INFORMATION PROVIDED section start
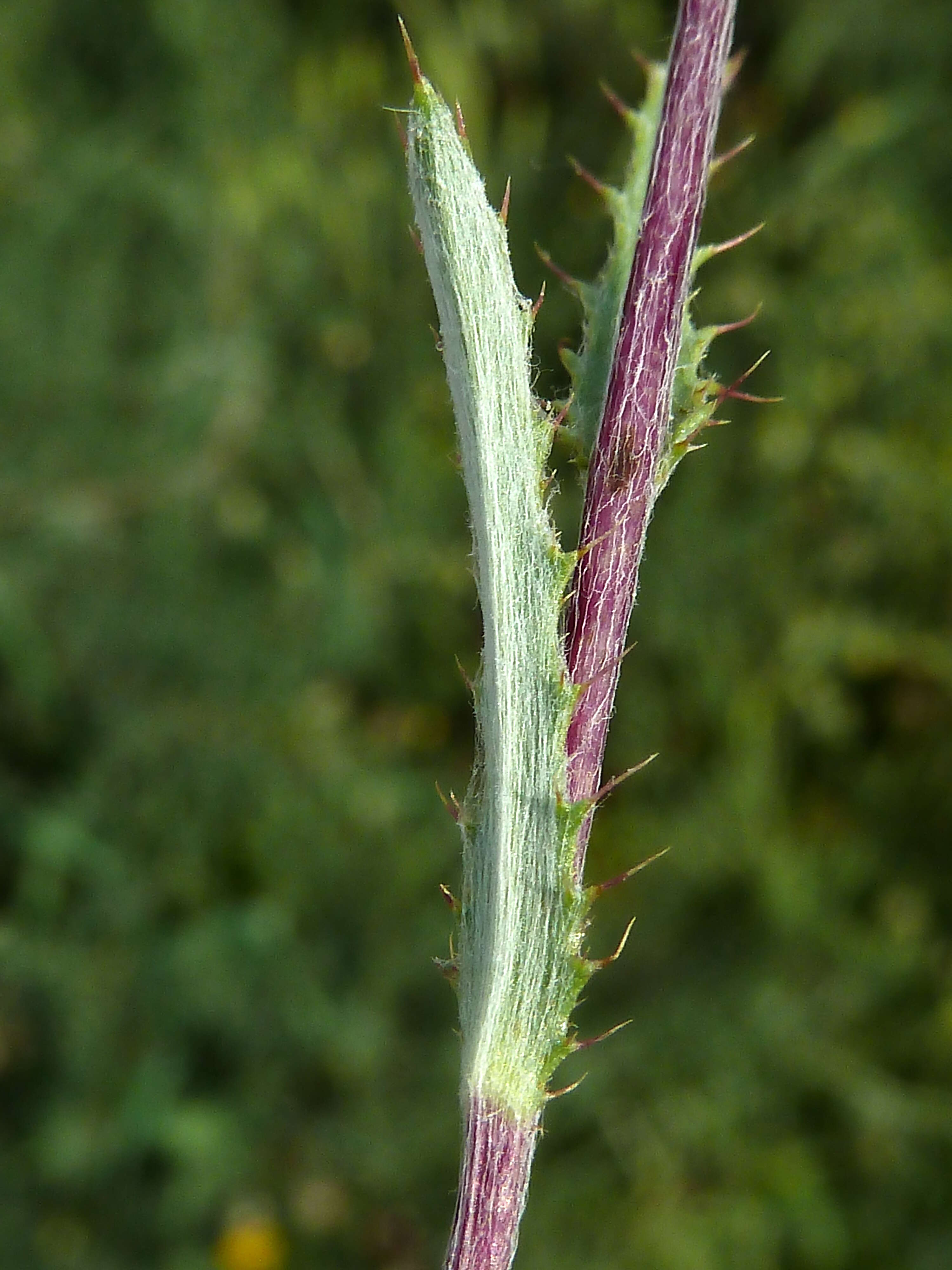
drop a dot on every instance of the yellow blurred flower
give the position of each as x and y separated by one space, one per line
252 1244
INFORMATION PROVIDED section end
INFORMATION PROVIDED section start
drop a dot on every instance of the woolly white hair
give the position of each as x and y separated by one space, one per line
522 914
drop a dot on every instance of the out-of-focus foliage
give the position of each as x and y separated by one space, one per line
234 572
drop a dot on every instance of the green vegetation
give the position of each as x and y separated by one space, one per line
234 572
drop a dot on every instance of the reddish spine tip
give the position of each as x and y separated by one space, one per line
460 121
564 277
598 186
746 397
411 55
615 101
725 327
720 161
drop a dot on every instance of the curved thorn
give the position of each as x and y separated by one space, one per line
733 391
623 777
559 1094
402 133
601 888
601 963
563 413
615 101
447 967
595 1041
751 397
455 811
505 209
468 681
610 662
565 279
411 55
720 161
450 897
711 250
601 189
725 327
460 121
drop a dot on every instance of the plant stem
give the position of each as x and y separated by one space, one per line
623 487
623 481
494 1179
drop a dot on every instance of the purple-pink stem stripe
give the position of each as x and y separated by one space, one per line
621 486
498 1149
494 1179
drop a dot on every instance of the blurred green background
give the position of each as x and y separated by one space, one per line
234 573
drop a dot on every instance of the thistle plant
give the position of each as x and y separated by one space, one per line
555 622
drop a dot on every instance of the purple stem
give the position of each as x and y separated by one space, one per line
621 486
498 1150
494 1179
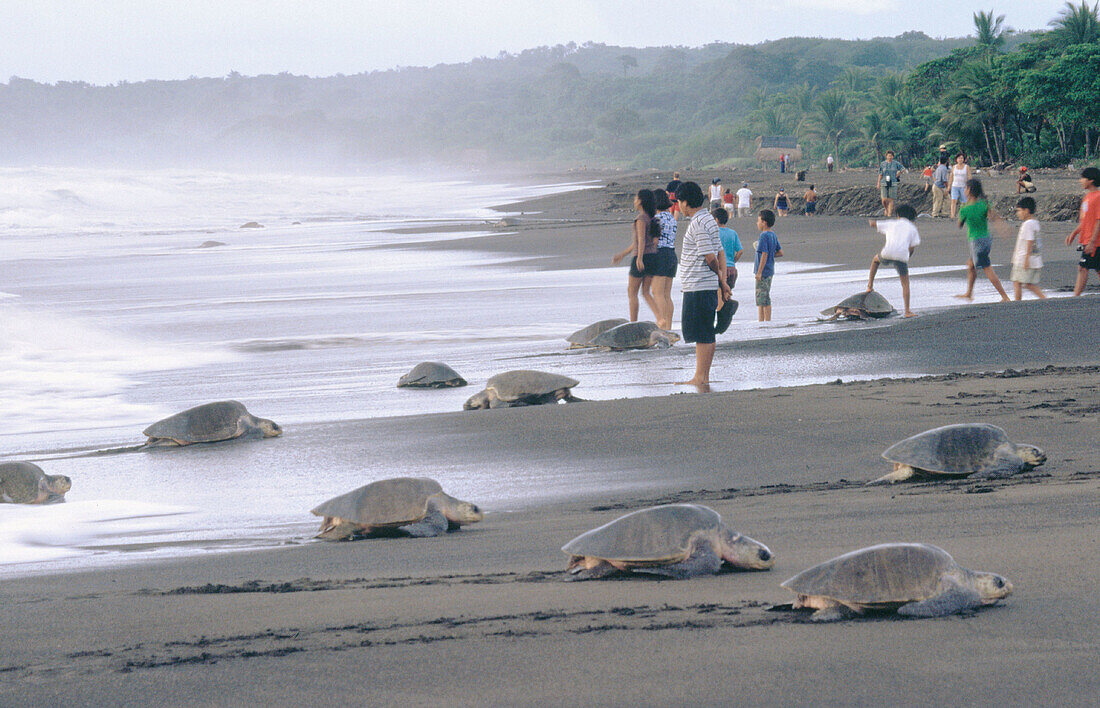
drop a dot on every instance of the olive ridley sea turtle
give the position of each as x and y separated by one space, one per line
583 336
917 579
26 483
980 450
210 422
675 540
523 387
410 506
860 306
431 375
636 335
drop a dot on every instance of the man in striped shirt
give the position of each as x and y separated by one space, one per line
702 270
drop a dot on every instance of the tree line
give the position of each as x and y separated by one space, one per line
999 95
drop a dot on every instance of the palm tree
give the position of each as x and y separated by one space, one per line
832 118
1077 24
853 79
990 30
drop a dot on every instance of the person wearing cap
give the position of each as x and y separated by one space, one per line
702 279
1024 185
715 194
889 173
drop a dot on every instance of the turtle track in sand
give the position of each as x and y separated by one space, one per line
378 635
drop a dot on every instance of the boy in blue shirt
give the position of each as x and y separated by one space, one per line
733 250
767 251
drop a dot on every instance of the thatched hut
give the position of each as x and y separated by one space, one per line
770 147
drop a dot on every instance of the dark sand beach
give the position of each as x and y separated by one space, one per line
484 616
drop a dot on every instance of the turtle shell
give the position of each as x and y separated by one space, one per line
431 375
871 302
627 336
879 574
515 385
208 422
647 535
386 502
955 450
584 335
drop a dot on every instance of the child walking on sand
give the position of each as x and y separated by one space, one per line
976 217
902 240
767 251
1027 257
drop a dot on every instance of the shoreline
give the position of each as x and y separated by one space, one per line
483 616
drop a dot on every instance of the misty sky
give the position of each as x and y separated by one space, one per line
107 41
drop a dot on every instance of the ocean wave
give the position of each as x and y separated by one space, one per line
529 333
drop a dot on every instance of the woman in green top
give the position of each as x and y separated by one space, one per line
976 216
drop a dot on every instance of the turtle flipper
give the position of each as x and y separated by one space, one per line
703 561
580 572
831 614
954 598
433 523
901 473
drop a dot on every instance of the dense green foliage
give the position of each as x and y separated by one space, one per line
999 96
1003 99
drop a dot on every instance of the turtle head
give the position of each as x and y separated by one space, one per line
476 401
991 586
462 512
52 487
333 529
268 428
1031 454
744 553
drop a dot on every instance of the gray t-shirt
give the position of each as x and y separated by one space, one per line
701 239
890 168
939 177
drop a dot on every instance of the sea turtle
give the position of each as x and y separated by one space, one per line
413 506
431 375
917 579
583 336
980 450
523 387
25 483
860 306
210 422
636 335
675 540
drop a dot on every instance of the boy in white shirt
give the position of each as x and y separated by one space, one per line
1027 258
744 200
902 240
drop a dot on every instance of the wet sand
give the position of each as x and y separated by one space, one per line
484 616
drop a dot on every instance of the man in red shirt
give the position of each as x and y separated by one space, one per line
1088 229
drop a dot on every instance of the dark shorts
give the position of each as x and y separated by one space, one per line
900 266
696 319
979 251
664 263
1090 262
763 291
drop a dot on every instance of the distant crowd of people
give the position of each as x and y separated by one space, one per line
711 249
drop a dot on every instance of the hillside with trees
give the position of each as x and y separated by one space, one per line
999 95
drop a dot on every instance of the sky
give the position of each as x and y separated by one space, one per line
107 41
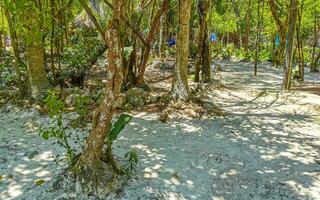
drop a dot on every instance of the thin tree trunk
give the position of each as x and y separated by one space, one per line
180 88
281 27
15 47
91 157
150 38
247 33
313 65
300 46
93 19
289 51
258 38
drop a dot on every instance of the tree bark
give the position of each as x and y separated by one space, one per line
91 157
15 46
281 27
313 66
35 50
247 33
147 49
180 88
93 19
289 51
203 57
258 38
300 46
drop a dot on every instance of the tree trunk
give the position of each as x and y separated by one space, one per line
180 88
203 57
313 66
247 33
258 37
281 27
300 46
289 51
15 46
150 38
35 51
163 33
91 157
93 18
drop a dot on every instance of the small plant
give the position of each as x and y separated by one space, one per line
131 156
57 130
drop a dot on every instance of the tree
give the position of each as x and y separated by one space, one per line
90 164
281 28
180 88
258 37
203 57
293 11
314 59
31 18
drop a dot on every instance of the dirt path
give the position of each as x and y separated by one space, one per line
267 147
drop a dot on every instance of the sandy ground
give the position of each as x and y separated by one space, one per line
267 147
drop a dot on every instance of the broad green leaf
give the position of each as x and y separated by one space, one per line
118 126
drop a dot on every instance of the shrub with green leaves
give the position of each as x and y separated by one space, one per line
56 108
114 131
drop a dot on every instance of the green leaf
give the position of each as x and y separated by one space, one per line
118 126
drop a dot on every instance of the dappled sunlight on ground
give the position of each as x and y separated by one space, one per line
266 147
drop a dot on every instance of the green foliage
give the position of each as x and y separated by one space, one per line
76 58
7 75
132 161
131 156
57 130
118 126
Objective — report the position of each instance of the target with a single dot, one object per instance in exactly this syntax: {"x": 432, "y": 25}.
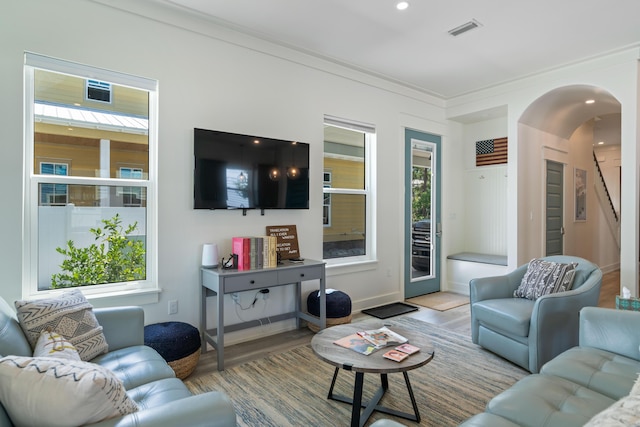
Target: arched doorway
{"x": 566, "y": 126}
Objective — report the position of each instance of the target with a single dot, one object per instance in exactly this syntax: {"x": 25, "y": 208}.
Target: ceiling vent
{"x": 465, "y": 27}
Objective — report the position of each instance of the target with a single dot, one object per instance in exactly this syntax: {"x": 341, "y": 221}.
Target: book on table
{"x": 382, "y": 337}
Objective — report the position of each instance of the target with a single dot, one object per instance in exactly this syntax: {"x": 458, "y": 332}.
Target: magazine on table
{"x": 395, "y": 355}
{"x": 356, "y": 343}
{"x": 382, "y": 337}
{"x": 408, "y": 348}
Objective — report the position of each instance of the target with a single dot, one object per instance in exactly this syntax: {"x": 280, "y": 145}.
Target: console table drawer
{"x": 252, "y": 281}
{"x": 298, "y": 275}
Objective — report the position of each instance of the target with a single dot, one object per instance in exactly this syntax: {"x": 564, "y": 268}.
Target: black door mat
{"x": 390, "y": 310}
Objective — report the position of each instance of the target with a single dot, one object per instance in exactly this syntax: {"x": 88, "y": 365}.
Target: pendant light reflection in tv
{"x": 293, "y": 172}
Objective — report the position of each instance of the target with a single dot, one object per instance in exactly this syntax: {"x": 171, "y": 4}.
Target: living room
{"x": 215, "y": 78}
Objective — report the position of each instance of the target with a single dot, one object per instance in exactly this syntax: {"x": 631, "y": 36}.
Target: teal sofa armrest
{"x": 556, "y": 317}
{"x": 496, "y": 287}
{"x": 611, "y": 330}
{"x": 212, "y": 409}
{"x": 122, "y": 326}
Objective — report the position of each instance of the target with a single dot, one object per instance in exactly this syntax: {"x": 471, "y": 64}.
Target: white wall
INFORMATION PROVIDED section end
INFORMATION PROVIDED section start
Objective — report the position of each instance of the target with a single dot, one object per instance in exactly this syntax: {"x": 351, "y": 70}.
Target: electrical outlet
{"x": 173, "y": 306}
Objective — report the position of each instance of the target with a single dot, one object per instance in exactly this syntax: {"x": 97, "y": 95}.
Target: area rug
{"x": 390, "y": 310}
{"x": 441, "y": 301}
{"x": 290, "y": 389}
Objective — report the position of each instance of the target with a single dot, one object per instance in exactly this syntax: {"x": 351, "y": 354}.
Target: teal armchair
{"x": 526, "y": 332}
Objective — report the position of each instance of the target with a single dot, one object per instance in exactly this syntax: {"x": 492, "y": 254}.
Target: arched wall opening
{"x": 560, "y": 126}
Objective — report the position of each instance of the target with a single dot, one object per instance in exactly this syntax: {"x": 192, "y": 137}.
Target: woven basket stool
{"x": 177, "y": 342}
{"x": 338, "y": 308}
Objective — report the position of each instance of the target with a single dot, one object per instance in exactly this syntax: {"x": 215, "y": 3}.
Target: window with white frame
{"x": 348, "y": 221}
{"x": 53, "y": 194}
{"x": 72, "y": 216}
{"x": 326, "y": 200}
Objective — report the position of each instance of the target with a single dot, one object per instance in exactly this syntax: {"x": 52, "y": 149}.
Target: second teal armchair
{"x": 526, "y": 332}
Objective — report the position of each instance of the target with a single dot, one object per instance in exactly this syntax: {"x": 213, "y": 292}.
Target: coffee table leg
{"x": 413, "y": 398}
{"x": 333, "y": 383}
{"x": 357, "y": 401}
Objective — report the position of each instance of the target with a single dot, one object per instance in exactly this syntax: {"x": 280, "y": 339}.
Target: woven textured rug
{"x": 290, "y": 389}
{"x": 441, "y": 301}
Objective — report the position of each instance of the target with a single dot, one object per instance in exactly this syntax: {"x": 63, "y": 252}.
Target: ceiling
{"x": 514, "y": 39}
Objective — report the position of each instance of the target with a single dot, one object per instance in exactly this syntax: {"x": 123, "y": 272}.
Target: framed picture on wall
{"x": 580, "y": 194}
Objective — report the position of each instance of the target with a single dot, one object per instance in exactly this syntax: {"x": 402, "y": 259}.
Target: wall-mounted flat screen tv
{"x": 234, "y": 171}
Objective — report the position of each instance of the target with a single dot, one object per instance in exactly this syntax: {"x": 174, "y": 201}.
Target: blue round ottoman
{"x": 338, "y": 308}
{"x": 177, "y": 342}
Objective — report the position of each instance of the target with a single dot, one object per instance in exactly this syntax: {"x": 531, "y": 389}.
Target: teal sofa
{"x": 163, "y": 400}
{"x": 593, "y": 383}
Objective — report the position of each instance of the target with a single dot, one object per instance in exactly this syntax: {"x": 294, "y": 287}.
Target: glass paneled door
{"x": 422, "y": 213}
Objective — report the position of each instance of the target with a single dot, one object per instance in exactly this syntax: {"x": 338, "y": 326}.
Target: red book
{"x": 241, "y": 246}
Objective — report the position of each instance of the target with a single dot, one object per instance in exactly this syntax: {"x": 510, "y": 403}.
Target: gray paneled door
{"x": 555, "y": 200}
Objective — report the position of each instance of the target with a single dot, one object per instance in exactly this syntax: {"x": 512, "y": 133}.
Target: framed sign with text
INFORMATION PROVIDED section end
* **YOUR TASK**
Reproduce only the lines above, starting at the line with "drop a dot on every instance of the green leaf" and ending at the line with "drop a dot on every instance of the dappled", exactly as written.

* **EXPECTED OUTPUT**
drop a dot on every instance of the green leaf
give the position of each as x and y separated by one space, one per line
118 126
drop a dot on every instance of the dappled sunlight on ground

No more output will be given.